# Merging and Joining Data

Data is divided in different Tables Pandas gives you the ability to merge the tables as like in SQL.

In [2]:
import pandas as pd

# Sample data
employees = pd.DataFrame({
    'EmployeeID': [1,2,3,4],
    'Name': ['Alice', 'Bob', 'Charlie', 'David'],
    'DepartmentID': [101, 102, 103, 104]
})

departments = pd.DataFrame({
    'DepartmentID': [101, 102, 105],
    'DepartmentName': ['HR', 'Engineering', 'Marketing']
})

In [3]:
# merging the dataframes on 'DepartmentID'
merged_data = pd.merge(employees, departments, on='DepartmentID') # This will perform an inner join by default
merged_data

Unnamed: 0,EmployeeID,Name,DepartmentID,DepartmentName
0,1,Alice,101,HR
1,2,Bob,102,Engineering


In [4]:
pd.merge(employees, departments, on='DepartmentID', how='left') # This will perform a left join, keeping all records from employees

Unnamed: 0,EmployeeID,Name,DepartmentID,DepartmentName
0,1,Alice,101,HR
1,2,Bob,102,Engineering
2,3,Charlie,103,
3,4,David,104,


In [6]:
pd.merge(employees, departments, on='DepartmentID', how='right') # This will perform a right join, keeping all records from departments

Unnamed: 0,EmployeeID,Name,DepartmentID,DepartmentName
0,1.0,Alice,101,HR
1,2.0,Bob,102,Engineering
2,,,105,Marketing


In [7]:
pd.merge(employees, departments, on='DepartmentID', how='outer') # This will perform a full outer join, keeping all records from both dataframes

Unnamed: 0,EmployeeID,Name,DepartmentID,DepartmentName
0,1.0,Alice,101,HR
1,2.0,Bob,102,Engineering
2,3.0,Charlie,103,
3,4.0,David,104,
4,,,105,Marketing


## Concatenating DataFrame

In [11]:
# Now i have two DataFrames 
# Vertical rows
df1 = pd.DataFrame({'Name' : ['Alice', 'Bob', 'Charlie']})
df2 = pd.DataFrame({'Name' : ['David', 'Eve', 'Frank']})
# Horizontal columns
df3 = pd.DataFrame({"ID" : [1,2,3]})
df4 = pd.DataFrame({"Score" : [85, 90, 95]})

# Concatenating vertically (stacking rows)
vertical_concat = pd.concat([df1, df2], ignore_index=True, axis=0) # ignore_index=True to reset the index
vertical_concat

# Concatenating horizontally (side by side)
horizontal_concat = pd.concat([df3, df4], axis=1) # axis=1 for horizontal concatenation
horizontal_concat


Unnamed: 0,ID,Score
0,1,85
1,2,90
2,3,95
----
= Problems to solve =
- 1) Answer these questions about the pandas merging text:
(a) What kind of join does pd.merge perform by default, according to the comment in the text?
(b) What DepartmentID is listed for Marketing?
(c) What axis value is used for horizontal concatenation?
- 2) Rename "vertical_concat" to "stacked_rows" in the pandas merging text, and write out the part starting at "# Concatenating vertically" and ending at "(side by side)" with that change.

= Information given =
----
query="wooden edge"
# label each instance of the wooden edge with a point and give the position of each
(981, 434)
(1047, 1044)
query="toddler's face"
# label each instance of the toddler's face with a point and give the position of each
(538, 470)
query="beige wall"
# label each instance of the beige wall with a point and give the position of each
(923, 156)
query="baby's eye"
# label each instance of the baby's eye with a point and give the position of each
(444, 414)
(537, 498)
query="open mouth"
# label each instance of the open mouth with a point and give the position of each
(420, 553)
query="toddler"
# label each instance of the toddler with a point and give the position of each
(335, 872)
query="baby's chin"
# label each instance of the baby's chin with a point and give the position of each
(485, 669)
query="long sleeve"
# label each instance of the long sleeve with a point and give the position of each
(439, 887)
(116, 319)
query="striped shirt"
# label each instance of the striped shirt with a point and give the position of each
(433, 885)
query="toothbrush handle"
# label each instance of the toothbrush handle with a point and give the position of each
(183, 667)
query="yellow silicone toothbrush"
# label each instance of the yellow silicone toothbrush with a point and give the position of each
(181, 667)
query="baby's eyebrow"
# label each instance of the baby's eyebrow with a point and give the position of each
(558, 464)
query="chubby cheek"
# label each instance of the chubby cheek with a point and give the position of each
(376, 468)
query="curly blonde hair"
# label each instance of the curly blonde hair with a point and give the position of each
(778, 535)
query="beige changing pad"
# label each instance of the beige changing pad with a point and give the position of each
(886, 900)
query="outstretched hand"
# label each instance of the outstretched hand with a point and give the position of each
----
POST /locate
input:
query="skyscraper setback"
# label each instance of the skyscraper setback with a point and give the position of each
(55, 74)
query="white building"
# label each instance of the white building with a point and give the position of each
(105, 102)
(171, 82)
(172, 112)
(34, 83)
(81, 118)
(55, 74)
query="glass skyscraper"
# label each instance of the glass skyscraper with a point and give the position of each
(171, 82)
----
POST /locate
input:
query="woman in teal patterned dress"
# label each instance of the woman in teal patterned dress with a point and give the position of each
----
= Solved tasks =
- 1)
(a) An inner join.
(b) 105.
(c) axis=1.

- 2)
# Concatenating vertically (stacking rows)
stacked_rows = pd.concat([df1, df2], ignore_index=True, axis=0) # ignore_index=True to reset the index
stacked_rows

# Concatenating horizontally (side by side)